» Stored data entries
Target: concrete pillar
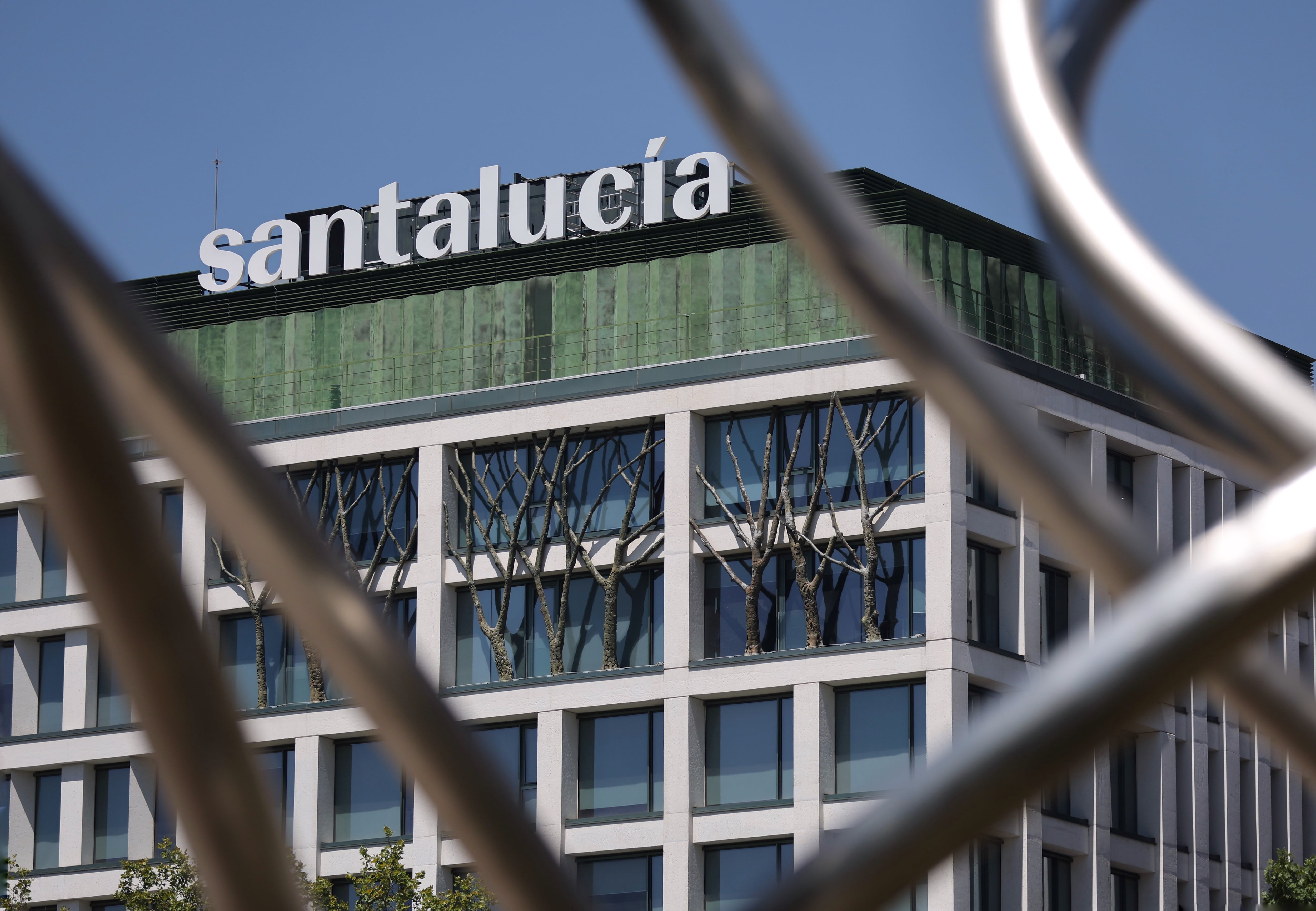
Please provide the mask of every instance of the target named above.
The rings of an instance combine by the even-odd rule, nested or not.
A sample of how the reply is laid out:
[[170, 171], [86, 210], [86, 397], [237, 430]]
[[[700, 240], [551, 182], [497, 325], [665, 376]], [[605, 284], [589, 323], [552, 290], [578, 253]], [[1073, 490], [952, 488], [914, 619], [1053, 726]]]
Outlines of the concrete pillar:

» SHORT EXERCISE
Recast every line of the rows above as a Markdown table with the columns Line and Content, skipping blank lines and leaving the pictures out.

» OUTPUT
| Line | Content |
|---|---|
| 1 | Target: concrete pillar |
| 2 | Please provide the mask of every instance of the target named above. |
| 3 | The rings of an instance combine by the even-odd rule, nested or not. |
| 4 | A sample of how the reply is laid out: |
| 5 | [[170, 171], [86, 210], [86, 397], [237, 430]] |
| 6 | [[[700, 240], [551, 182], [497, 325], [665, 376]], [[605, 284], [589, 323], [552, 290], [578, 253]], [[1073, 490], [952, 488], [914, 619], [1053, 726]]] |
| 7 | Outlines of the concrete pillar: |